### RECORDS FOR THIS TASK
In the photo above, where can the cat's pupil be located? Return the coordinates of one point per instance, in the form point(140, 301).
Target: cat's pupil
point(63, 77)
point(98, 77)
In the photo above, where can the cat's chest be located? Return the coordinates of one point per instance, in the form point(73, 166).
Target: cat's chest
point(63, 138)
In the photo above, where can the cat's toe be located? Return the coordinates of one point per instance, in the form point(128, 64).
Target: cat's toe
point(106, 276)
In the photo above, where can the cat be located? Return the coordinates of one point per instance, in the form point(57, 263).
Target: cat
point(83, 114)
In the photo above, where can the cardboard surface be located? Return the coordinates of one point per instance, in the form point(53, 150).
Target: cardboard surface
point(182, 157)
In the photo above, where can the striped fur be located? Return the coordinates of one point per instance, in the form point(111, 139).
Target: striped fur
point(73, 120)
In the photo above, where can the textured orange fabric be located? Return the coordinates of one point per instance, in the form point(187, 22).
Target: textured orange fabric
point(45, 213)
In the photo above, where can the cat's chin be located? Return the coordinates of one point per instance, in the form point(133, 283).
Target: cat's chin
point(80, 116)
######
### RECORDS FOR THIS TASK
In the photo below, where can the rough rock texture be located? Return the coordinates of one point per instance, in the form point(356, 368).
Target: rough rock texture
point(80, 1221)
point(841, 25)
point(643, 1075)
######
### RECORDS FOR THIS TASK
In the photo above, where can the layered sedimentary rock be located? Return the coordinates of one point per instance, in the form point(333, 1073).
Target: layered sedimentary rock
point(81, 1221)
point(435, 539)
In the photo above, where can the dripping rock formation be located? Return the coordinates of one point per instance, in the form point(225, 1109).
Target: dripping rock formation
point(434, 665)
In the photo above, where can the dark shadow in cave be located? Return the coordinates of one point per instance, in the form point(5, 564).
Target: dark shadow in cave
######
__WHAT IS REQUIRED__. Your reply should be a single number: the count of lines above that include the string "cave".

__ANSWER TO THE PROBLEM__. 2